After watching Sean Parent's 2016 Keynote: Better Code from BoostCon I am a bit confused about a piece of code that he mentions as

Valid but unspecified

std::vector<int> x = { 1, 2, 3 };
try{
  x.insert(x.begin(), 0);
} catch (...) {
  std::cout << x.size() << std::endl;
}

Why exactly would that be unspecified?

From http://en.cppreference.com/w/cpp/container/vector/insert we read:

 iterator insert( const_iterator pos, const T& value ); (1) iterator insert( const_iterator pos, T&& value ); (2) 

1-2) inserts value before pos

Why inserting at beginning of a vector is valid but unspecified?

It is not.

And it is not what the linked presentation says. What the presentation attempts to convey, is that if inserting a value at the beginning of the vector (to be more accurate: any other position other than end) results in a throw, then the vector will be left in an unspecified but valid state - as opposed to being rolled back to the state that the vector was originally, before attempting the failed operation.

=== Excerpts from a pointing dataset ===

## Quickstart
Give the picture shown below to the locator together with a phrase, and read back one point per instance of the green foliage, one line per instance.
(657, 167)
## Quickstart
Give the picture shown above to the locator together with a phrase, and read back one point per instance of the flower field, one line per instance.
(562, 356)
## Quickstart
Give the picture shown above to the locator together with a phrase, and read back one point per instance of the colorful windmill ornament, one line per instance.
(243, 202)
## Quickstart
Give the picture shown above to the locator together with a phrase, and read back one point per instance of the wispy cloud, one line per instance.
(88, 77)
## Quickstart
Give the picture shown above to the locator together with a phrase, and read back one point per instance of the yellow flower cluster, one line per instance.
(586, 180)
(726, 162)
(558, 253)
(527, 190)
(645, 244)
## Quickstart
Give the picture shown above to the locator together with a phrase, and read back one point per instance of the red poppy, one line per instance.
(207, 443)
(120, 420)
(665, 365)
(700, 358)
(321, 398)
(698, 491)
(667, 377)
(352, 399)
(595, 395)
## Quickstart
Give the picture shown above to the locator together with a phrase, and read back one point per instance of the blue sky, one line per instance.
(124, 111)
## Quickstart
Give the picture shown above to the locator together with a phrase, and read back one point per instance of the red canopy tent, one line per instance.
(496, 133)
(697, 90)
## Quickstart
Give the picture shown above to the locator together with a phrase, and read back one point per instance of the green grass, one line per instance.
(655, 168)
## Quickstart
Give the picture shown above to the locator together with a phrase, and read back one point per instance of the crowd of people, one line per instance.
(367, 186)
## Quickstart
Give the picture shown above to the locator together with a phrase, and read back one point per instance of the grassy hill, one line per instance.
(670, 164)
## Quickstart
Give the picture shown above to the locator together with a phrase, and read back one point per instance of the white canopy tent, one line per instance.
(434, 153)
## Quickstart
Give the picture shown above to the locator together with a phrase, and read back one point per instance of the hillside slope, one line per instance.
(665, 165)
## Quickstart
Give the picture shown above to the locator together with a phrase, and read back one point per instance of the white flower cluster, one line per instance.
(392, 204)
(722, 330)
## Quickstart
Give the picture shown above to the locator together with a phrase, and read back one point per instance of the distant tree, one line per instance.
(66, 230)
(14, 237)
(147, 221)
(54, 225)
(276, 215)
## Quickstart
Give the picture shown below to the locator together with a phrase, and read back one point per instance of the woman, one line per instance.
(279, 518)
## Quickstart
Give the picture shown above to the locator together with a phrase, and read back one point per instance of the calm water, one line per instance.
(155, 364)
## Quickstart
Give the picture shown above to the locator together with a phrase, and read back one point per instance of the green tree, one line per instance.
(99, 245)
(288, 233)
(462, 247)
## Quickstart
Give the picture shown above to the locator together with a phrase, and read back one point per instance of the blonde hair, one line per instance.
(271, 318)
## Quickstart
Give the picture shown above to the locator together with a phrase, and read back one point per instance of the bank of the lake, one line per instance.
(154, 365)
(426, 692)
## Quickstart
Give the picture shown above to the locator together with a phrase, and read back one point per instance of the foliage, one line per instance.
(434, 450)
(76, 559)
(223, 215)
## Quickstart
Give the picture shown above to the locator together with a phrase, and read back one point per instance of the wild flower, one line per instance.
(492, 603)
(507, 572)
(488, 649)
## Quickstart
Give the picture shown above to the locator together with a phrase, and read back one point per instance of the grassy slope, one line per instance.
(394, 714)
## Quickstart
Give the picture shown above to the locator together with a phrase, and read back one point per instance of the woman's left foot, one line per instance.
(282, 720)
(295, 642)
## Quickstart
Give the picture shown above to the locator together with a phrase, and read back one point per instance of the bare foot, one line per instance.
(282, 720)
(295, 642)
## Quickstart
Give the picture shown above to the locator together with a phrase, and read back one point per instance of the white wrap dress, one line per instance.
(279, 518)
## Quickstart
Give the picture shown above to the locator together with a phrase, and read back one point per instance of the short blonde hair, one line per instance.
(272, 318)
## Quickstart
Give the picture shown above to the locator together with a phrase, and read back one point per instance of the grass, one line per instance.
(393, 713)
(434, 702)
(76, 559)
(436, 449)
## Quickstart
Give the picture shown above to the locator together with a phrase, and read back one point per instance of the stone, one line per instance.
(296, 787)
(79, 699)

=== List of tasks ===
(A) In the text about inserting into a C++ vector, what state is the vector left in if inserting a value at a position other than the end throws?
(B) Extend the text about inserting into a C++ vector, starting after its final sentence.

=== Answers for the exercise ===
(A) It is left in a valid but unspecified state, not rolled back to its original state.

(B)
Why exactly would that be unspecified?

Because the standard does not require that std::vector must offer strong exception safety for such operation.


† It is not required in general, but it actually might require it in this case: As bogdan points out in a comment, vector does in fact offer strong exception guarantee, unless the source of the exception is copy constructor or assignment operator ... (other cases) ... and in the case where element type is int , the exception can't be from such source.

So, the example given in the presentation should therefore use some type T whose copy/move constructor or assignment might throw.